* **WHAT IS ASKED**: Rewrite all the records below as one numbered list, omitting blank lines and leaving the pictures out.

* **PROVIDED DATA**:
* * * * * * *

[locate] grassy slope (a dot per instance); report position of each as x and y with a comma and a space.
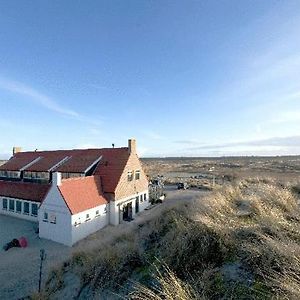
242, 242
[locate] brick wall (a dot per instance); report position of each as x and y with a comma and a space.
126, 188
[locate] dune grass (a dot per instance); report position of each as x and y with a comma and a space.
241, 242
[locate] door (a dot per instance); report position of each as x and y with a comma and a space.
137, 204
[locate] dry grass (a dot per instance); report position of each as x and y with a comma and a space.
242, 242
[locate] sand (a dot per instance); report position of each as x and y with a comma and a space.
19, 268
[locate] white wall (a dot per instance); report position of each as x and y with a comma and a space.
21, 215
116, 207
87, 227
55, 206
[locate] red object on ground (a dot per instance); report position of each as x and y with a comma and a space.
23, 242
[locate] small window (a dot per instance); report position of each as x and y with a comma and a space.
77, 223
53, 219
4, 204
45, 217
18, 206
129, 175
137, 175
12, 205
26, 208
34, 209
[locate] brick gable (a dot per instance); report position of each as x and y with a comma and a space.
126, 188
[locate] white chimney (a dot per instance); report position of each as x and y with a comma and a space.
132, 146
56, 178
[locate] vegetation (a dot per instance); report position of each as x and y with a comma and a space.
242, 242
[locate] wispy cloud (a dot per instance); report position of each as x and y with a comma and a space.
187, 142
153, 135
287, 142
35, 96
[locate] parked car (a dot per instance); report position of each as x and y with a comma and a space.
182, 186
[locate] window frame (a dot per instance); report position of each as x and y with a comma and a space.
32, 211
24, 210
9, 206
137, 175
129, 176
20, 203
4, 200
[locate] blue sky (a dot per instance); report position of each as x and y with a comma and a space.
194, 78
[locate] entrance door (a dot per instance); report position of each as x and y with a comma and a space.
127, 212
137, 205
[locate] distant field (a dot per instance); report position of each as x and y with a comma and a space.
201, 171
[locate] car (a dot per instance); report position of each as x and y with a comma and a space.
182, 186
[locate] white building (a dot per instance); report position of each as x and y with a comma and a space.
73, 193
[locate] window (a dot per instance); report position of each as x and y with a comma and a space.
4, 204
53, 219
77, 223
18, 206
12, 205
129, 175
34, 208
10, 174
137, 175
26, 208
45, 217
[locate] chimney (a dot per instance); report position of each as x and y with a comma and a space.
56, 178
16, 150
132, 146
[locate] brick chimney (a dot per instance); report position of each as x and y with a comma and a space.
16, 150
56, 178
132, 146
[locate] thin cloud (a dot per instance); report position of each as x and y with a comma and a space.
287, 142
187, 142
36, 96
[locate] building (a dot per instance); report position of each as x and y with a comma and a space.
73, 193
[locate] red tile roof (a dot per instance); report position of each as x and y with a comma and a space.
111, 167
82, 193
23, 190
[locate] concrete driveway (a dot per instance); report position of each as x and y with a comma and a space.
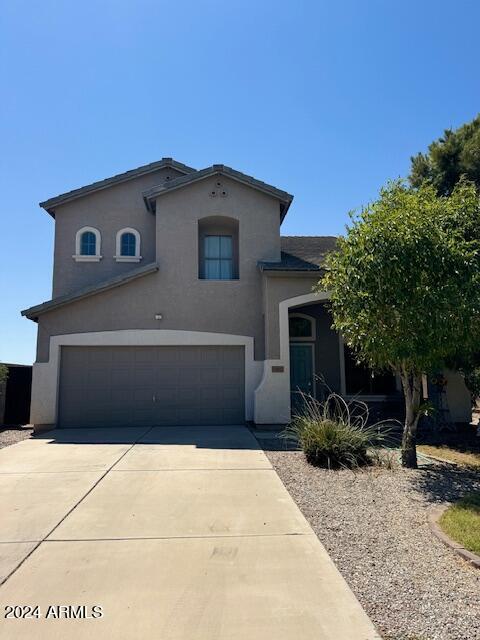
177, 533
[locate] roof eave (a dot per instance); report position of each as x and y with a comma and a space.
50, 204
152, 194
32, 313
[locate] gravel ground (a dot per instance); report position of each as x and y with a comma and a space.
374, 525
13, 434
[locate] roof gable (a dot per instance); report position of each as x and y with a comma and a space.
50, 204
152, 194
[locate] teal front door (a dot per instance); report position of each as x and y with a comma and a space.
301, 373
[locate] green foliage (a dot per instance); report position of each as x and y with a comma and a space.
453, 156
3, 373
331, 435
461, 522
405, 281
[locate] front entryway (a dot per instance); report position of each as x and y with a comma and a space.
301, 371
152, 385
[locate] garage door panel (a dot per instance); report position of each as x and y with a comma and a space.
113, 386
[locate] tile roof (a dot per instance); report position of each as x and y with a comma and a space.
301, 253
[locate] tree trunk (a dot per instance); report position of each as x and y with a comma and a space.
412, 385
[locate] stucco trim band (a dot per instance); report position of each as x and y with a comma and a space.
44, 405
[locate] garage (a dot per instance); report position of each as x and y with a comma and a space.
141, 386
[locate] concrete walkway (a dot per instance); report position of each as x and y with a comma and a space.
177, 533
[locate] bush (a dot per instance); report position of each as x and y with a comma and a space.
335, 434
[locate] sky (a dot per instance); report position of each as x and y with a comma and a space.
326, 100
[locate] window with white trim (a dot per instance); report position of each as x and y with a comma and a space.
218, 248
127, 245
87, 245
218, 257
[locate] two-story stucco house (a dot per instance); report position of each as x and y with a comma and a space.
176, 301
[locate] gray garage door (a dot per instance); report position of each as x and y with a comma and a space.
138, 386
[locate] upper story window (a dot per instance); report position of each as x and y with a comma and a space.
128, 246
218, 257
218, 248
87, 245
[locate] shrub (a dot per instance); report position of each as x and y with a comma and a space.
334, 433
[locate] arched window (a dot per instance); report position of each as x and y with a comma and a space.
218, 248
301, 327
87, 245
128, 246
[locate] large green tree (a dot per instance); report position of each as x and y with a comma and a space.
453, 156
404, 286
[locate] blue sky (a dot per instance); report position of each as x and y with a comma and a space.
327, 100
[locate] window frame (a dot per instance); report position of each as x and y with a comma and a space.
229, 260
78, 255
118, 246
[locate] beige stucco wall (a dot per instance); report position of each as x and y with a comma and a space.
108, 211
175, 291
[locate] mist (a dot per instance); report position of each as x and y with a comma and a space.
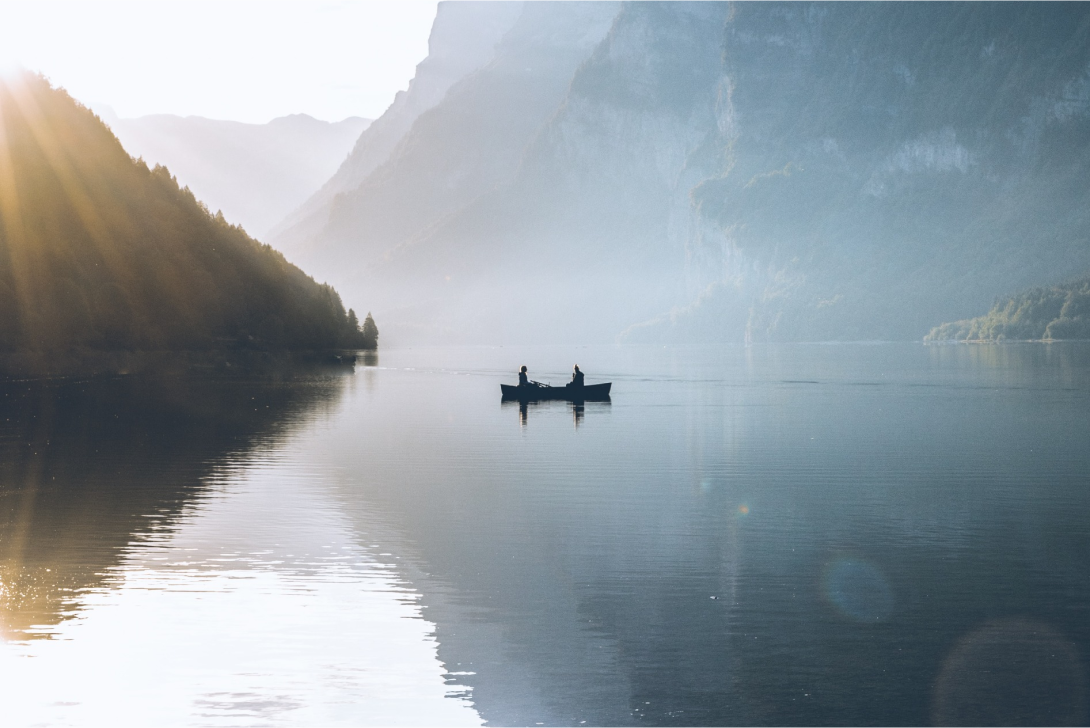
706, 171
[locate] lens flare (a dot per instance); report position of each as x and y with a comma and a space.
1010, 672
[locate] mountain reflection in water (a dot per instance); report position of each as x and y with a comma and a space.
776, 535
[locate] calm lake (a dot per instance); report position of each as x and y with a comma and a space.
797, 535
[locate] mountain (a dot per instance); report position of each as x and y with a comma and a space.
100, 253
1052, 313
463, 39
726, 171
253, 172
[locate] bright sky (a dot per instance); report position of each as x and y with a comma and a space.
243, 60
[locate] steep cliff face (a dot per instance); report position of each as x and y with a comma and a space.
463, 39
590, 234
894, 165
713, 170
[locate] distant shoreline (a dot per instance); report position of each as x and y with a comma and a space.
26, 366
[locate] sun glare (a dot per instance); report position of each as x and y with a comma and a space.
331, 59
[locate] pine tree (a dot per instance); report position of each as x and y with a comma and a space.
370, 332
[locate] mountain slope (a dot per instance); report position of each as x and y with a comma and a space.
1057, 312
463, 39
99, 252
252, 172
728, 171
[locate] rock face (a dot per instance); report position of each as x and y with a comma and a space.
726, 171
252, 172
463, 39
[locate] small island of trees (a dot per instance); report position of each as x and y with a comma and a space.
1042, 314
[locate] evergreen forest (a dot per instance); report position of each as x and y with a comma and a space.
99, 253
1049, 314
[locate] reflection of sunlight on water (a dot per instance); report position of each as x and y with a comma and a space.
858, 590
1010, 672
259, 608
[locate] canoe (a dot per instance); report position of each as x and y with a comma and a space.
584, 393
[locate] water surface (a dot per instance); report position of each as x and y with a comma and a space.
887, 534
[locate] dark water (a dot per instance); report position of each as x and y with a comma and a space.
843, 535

* * * * * * *

* **RESULT OF THE TASK**:
1. [locate] grassy slope (a dot per instance); report position of each as x and y with a comma and a space.
2. 242, 242
3. [locate] brick wall (a dot per instance); report position of each as x and y with a comma and a space.
4. 126, 188
5. [locate] dune grass (a dot per instance); report position of each as x and y with a comma and a space.
6. 241, 242
7. [locate] door (a dot per instance); report position of each as x and y with a comma and a space.
8. 137, 204
9. [locate] dry grass (a dot per instance); report position of each as x and y with a comma and a space.
10. 242, 242
11. [locate] sand (a dot per instance); report position of each as x and y with a comma and a space.
12. 19, 268
13. [locate] white wall (a dot per instance); report position of each as x and y with a comma and a space.
14. 21, 215
15. 116, 207
16. 87, 227
17. 55, 206
18. [locate] red object on ground (a dot per instance); report position of each as x and y with a comma and a space.
19. 23, 242
20. [locate] small window (a dot per instance); report position of each as x and y with a comma and a space.
21. 77, 223
22. 53, 219
23. 4, 204
24. 45, 217
25. 18, 206
26. 129, 175
27. 137, 175
28. 12, 205
29. 26, 208
30. 34, 209
31. [locate] brick gable (a dot per instance); report position of each as x and y with a comma and a space.
32. 126, 188
33. [locate] white chimney (a dot per instance); report position of each as x and y with a comma and a space.
34. 132, 146
35. 56, 178
36. [locate] vegetation (a dot per instance); report position of each as x and y with a comma and a space.
37. 242, 242
38. [locate] wispy cloud (a dot per instance); report position of each as x and y with a comma and a space.
39. 187, 142
40. 153, 135
41. 287, 142
42. 35, 96
43. [locate] parked car (a dot per instance); report position of each as x and y with a comma and a space.
44. 182, 186
45. [locate] window frame (a dot per instance); report position of each as x and y with a comma and a space.
46. 32, 211
47. 24, 210
48. 9, 206
49. 137, 175
50. 129, 176
51. 20, 203
52. 4, 200
53. [locate] blue sky (a dot per instance); report position of each as x and y with a comma and a space.
54. 194, 78
55. [locate] entrance door (a dot per instance); report position of each as x and y with a comma and a space.
56. 127, 212
57. 137, 205
58. [locate] distant field (a dot per instance); report position of each as x and y with a comma and a space.
59. 201, 171
60. [locate] car (a dot per instance); report position of each as x and y with a comma and a space.
61. 182, 186
62. [locate] white building (a dot per instance); report position of each as x and y with a comma and a space.
63. 73, 193
64. [locate] window (a dot per instance); report position of each as x and y with a comma and a space.
65. 4, 204
66. 53, 219
67. 77, 223
68. 18, 206
69. 12, 205
70. 129, 175
71. 34, 208
72. 10, 174
73. 137, 175
74. 26, 208
75. 45, 217
76. [locate] chimney (a dot per instance); report position of each as x and y with a comma and a space.
77. 56, 178
78. 16, 150
79. 132, 146
80. [locate] brick chimney (a dot per instance); report position of each as x and y with a comma and a space.
81. 16, 150
82. 56, 178
83. 132, 146
84. [locate] thin cloud (a dot per instance); report position of each as x and y with a comma and a space.
85. 287, 142
86. 187, 142
87. 36, 96
88. [locate] building (a dot per instance); report position of each as x and y with a comma and a space.
89. 73, 193
90. [locate] red tile roof (a dot per instance); report position of each as x and y with a comma and a space.
91. 111, 167
92. 82, 193
93. 23, 190
94. [locate] concrete driveway (a dot per instance); report position of each as x and y with a comma and a space.
95. 177, 533
96. [locate] roof eave (a dot per instance); report position of each as x and y with a comma and a space.
97. 50, 204
98. 152, 194
99. 32, 313
100. [locate] gravel ground (a dot per instance); report position of each as x and y with a comma and a space.
101. 374, 525
102. 13, 434
103. [locate] roof gable (a dot per instance); report position of each as x and y with a comma and a space.
104. 50, 204
105. 152, 194
106. [locate] teal front door (a dot per instance); report position of each as x and y with a comma and a space.
107. 301, 373
108. [locate] green foliage (a dot per instance); report position of each as x and y with a comma and a space.
109. 453, 156
110. 3, 373
111. 331, 435
112. 461, 522
113. 405, 281
114. [locate] front entryway (a dot per instance); report position of each as x and y with a comma and a space.
115. 301, 371
116. 152, 385
117. [locate] garage door panel (a dot per instance); report position of each as x and y with a comma and a space.
118. 113, 386
119. [locate] tile roof (a dot per instance); report position of each as x and y with a comma and a space.
120. 301, 253
121. [locate] tree trunk (a dot per instance); report position of each as x and y with a comma and a space.
122. 412, 385
123. [locate] stucco trim band (a dot per instance); report position of each as x and y with a comma and a space.
124. 44, 405
125. [locate] garage (a dot per instance); report position of each as x and y with a comma and a space.
126. 141, 386
127. [locate] concrete walkway (a dot per instance); report position of each as x and y with a comma and a space.
128. 177, 533
129. [locate] bush (a dot per instance); report position of each as x and y with a comma and a space.
130. 335, 434
131. [locate] sky (a dot per instance); report position of each as x and y with a comma and a space.
132. 326, 100
133. [locate] window with white trim (a dot per instance); report position of each as x and y with a comma and a space.
134. 218, 248
135. 127, 245
136. 87, 245
137. 218, 257
138. [locate] two-story stucco house (a dot per instance); report position of each as x and y with a comma and a space.
139. 176, 301
140. [locate] gray garage door (a dot per instance); report position of each as x and y with a comma and a space.
141. 138, 386
142. [locate] upper story window (a dot per instance); report position of each as x and y with a comma and a space.
143. 128, 246
144. 218, 257
145. 218, 248
146. 87, 245
147. [locate] shrub (a dot per instance); report position of each as x and y with a comma and a space.
148. 334, 433
149. [locate] arched window (a dot per instance); report position of each as x and y with a comma and a space.
150. 218, 248
151. 301, 327
152. 87, 245
153. 128, 246
154. [locate] large green tree (a dot per instance); report position of each as x and y with a comma and a space.
155. 453, 156
156. 404, 286
157. [locate] blue sky (a dot per instance); report position of each as x and y with a comma and a space.
158. 327, 100
159. [locate] window frame (a dot per instance); report position of each as x and y with a comma and a space.
160. 229, 260
161. 78, 255
162. 118, 246
163. [locate] beige stucco wall (a dot per instance); report position of each as x and y with a comma and a space.
164. 108, 211
165. 175, 291
166. [locate] mist (a dot per instance); report position of each as x and y with a comma and a space.
167. 706, 171
168. [locate] lens flare (a dot per instance); report position of each as x and y with a comma and a space.
169. 1010, 672
170. [locate] mountain reflection in water (a dot per instance); report position of each as x and y with a comma and a space.
171. 776, 535
172. [locate] calm lake (a dot per instance); report position of each as x and y with a comma and a space.
173. 797, 535
174. [locate] mountain (a dot per instance); report position of each as x and y with a comma and a space.
175. 100, 253
176. 1052, 313
177. 463, 39
178. 726, 171
179. 253, 172
180. [locate] bright sky (a dot per instance); report position of each as x and y with a comma and a space.
181. 243, 60
182. [locate] steep cliff face (a dot per instance); report position of each as x and y with a comma and a space.
183. 463, 39
184. 590, 234
185. 894, 165
186. 713, 170
187. [locate] distant shoreline (a dot per instance); report position of each as x and y with a comma and a space.
188. 26, 366
189. [locate] sun glare (a dot per instance); report position of each as x and y with a comma and a space.
190. 331, 59
191. [locate] pine tree (a dot per instance); report position of each as x and y with a comma and a space.
192. 370, 332
193. [locate] mountain slope (a dot per instance); report position of each as x and y with a comma and a space.
194. 1057, 312
195. 463, 39
196. 99, 252
197. 252, 172
198. 728, 171
199. [locate] rock face (a dot per instance); report position of each as x and y with a comma and a space.
200. 726, 171
201. 252, 172
202. 463, 39
203. [locate] small island of trees (a dot per instance); report position of each as x and y with a comma and a space.
204. 1042, 314
205. [locate] evergreen forest (a dot per instance); report position of each as x and y with a comma and a space.
206. 99, 253
207. 1049, 314
208. [locate] reflection of sunlight on water (a dot per instance); report position of each as x and y with a comma and a space.
209. 858, 590
210. 1010, 672
211. 259, 608
212. [locate] canoe (a dot per instance); report position of each as x and y with a comma and a space.
213. 584, 393
214. [locate] water surface (a dot per instance); report position of each as x and y with a comma and a space.
215. 887, 534
216. [locate] dark water (a dot per instance); report position of each as x and y with a comma and a space.
217. 843, 535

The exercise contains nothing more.